= Exercise prompt =
Quote exactly, and only, the lines of the material below from the line with "positive clicks: (806, 501)" through the line with "negative clicks: (1063, 442)".

= Exercise material =
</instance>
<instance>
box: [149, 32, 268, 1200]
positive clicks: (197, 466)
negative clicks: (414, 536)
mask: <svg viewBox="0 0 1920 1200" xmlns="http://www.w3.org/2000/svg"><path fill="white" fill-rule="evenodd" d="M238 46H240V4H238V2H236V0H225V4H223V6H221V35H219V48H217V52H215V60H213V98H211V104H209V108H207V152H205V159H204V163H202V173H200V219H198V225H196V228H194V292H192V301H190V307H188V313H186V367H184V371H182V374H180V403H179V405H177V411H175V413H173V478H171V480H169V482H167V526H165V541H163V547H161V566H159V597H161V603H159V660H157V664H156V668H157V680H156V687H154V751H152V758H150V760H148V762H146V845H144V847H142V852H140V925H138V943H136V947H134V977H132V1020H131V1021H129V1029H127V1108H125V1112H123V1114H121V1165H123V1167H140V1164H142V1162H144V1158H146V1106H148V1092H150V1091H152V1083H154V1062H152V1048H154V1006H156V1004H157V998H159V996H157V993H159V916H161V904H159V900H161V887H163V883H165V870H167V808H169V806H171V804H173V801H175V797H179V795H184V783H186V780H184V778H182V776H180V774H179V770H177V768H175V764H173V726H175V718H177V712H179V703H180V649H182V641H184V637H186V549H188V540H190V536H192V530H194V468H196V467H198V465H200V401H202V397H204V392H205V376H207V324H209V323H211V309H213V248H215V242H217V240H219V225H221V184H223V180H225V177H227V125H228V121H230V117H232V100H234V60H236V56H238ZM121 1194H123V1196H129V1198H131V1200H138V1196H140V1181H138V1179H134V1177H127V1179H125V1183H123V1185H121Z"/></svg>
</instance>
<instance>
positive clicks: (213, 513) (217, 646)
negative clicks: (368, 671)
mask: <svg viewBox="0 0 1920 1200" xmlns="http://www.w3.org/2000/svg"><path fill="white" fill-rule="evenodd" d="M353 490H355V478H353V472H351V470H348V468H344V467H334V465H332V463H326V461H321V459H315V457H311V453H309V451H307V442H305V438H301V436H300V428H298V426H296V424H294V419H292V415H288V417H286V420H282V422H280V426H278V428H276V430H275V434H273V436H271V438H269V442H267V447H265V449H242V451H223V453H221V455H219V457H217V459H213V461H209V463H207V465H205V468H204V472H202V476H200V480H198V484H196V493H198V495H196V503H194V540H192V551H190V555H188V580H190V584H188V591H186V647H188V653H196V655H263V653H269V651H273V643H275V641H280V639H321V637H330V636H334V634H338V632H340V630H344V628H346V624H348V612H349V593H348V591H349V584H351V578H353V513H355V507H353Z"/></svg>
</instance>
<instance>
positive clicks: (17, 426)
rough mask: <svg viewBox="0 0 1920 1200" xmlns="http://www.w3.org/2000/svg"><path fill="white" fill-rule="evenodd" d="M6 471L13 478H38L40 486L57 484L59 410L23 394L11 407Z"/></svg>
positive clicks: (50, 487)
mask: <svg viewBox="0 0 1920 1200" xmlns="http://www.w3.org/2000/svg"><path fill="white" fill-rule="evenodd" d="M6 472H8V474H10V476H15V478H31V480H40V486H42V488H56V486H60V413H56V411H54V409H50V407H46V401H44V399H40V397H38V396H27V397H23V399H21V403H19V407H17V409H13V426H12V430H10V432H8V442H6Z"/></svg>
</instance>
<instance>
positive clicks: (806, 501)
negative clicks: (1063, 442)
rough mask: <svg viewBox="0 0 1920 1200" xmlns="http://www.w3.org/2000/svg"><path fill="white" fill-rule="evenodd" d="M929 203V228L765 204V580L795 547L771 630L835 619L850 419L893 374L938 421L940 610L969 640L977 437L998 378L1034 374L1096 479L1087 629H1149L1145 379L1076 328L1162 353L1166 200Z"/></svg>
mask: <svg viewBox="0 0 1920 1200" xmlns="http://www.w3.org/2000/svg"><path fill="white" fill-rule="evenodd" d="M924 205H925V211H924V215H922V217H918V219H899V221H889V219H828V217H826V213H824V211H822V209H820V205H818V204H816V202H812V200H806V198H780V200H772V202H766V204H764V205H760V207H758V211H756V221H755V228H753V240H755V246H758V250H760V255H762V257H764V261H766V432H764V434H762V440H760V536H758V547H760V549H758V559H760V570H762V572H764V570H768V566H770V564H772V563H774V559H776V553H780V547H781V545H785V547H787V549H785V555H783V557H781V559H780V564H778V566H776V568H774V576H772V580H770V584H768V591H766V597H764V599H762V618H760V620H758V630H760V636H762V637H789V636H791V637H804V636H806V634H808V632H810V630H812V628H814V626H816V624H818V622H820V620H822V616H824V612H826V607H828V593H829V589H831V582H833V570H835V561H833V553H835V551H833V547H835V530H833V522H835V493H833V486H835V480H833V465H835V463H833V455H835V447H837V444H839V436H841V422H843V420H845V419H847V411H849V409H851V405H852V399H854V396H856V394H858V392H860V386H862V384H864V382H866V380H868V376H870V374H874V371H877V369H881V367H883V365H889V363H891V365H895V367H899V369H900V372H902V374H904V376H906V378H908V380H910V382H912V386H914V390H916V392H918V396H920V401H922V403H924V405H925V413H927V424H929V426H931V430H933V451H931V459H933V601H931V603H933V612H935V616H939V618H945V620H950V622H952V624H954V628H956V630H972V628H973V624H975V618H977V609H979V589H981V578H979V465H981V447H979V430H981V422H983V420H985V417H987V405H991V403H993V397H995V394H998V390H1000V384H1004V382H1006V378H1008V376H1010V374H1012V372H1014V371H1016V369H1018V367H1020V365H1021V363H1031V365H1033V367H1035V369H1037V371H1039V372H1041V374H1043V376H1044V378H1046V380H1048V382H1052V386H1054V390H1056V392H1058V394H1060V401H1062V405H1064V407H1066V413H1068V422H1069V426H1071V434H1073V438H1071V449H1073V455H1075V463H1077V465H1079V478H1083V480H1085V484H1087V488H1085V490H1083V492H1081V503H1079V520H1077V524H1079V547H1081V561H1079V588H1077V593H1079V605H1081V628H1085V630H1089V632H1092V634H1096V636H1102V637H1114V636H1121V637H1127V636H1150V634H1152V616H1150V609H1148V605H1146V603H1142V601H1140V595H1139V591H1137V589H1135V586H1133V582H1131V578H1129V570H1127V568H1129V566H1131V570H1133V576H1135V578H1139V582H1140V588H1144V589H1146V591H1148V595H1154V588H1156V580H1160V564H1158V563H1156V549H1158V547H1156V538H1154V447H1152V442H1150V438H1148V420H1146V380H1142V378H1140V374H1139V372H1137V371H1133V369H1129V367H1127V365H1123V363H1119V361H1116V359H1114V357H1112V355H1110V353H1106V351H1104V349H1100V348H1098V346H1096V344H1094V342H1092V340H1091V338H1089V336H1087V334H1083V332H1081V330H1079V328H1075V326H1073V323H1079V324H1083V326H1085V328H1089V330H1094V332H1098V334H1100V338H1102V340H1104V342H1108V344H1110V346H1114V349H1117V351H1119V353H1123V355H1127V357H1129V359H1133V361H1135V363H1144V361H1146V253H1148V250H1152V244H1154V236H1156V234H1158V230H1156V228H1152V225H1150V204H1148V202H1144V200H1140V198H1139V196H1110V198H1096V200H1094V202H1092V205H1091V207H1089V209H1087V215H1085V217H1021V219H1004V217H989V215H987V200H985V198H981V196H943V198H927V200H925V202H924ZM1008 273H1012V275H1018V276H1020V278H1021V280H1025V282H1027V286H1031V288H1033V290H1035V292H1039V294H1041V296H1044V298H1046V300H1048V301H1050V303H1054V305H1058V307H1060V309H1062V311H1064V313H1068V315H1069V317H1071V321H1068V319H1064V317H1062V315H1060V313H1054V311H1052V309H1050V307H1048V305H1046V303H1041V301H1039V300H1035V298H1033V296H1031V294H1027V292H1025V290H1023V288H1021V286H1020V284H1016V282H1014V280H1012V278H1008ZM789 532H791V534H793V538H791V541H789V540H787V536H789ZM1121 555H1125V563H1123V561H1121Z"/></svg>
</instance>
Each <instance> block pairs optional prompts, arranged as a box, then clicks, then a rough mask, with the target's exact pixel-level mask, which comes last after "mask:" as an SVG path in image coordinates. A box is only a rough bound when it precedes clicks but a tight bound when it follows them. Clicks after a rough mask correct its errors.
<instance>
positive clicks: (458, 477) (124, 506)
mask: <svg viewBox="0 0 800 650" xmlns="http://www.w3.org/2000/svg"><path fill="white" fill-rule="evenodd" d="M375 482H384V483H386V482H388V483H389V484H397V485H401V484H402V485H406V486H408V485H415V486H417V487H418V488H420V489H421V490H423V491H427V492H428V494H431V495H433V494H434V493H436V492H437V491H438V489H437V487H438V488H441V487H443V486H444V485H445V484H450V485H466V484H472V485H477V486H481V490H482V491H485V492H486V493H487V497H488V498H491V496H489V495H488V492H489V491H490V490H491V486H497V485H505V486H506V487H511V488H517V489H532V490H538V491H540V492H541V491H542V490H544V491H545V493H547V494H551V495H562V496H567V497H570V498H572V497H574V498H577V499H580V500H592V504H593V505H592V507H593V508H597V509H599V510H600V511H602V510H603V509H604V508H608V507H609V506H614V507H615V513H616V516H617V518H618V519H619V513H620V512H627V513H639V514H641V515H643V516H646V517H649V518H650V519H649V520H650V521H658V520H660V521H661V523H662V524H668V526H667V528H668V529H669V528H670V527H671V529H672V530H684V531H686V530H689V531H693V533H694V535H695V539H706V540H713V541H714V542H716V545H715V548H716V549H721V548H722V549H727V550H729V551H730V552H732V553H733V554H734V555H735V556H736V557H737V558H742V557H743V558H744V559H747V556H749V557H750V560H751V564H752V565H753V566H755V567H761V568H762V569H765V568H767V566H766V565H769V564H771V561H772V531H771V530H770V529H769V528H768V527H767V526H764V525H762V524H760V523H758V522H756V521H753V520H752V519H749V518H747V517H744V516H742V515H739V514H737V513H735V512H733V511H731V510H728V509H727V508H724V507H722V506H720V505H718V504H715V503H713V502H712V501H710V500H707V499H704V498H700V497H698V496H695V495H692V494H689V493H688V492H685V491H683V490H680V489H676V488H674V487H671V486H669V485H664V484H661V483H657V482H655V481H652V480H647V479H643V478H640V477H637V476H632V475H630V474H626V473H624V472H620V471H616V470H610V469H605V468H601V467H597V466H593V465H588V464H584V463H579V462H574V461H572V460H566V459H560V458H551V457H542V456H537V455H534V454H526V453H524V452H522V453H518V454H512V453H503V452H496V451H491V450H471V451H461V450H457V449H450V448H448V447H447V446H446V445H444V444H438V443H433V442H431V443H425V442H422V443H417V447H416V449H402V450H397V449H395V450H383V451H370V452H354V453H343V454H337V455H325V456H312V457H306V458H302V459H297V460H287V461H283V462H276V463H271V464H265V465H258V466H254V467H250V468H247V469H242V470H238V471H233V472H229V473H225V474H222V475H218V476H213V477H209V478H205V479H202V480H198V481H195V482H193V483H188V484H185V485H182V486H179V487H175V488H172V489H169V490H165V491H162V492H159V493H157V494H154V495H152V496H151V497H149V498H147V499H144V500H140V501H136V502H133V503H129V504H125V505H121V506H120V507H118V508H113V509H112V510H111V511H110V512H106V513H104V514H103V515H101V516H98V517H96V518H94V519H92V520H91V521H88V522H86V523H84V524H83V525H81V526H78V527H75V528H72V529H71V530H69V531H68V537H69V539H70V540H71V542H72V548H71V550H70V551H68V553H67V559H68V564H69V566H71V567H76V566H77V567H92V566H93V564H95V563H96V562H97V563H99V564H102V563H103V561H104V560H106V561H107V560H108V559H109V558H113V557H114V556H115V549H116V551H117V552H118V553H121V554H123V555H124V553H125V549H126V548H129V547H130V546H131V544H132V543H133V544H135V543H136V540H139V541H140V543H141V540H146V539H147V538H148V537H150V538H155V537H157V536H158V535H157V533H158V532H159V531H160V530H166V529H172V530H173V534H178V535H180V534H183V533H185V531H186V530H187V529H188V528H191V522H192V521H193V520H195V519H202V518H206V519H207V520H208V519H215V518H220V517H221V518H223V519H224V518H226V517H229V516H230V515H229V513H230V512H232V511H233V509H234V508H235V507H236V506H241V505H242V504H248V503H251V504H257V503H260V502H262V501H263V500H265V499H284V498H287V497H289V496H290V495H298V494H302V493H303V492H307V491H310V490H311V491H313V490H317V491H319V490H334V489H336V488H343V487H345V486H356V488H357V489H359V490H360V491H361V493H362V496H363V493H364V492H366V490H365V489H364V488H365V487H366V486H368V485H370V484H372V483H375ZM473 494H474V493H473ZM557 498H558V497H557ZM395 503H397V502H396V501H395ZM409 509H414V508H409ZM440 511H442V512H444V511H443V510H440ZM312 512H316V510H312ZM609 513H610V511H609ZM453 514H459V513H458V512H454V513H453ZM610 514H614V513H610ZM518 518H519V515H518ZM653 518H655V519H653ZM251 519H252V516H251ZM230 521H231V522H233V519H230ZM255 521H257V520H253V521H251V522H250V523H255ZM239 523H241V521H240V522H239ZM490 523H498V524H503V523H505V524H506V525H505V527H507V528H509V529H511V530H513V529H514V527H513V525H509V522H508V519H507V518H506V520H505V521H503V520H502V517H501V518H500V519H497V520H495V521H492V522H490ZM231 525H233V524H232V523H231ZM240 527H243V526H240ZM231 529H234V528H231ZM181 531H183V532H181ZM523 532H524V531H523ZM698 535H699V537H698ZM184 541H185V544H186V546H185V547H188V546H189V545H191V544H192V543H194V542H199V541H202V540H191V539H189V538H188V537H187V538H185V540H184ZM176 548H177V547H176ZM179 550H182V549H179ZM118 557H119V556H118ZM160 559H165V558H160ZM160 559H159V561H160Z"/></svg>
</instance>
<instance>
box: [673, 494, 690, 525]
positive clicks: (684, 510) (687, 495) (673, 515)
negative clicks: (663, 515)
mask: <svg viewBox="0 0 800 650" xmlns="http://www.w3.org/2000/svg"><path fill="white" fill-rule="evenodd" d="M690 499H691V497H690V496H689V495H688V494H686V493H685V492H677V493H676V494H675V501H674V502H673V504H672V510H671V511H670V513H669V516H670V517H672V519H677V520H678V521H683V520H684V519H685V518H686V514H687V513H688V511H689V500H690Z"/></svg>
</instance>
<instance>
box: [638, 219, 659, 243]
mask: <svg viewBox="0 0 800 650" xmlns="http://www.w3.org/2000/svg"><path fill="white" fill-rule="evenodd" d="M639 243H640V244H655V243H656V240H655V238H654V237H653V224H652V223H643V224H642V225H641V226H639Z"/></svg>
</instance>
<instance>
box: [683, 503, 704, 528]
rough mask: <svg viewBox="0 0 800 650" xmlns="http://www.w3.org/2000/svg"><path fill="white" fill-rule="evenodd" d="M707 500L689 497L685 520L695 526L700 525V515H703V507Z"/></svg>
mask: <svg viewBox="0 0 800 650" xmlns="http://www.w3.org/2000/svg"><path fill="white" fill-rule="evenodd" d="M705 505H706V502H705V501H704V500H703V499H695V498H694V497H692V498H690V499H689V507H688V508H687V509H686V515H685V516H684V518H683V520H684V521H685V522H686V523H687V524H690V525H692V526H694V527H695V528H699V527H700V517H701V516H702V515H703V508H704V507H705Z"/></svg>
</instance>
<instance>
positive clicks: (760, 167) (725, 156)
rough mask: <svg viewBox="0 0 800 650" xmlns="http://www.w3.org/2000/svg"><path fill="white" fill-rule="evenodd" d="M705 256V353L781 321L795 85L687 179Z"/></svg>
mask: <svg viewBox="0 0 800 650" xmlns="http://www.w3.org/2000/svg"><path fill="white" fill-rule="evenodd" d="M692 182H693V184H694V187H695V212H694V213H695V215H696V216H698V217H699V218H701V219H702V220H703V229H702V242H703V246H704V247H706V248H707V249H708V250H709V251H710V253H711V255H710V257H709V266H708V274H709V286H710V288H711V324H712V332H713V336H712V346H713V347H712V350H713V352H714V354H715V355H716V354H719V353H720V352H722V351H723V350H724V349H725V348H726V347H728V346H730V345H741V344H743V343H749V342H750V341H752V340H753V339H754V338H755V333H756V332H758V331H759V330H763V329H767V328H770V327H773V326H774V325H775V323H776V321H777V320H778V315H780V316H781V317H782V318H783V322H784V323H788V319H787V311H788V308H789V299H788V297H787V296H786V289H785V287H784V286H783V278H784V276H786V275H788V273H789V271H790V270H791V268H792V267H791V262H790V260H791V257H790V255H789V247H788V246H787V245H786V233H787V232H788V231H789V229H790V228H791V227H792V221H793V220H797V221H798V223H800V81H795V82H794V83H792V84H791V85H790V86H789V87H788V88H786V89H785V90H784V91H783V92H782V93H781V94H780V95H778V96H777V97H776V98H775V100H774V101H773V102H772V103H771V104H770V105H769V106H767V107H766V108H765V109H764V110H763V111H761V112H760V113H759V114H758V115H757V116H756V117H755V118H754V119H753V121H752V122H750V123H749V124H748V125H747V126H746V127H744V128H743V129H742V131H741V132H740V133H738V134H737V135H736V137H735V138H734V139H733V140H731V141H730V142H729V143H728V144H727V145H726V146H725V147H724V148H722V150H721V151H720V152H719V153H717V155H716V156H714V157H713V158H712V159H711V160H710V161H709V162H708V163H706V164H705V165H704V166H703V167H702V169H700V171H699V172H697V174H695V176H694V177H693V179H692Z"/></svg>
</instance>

= Exercise answer =
positive clicks: (806, 501)
negative clicks: (1063, 442)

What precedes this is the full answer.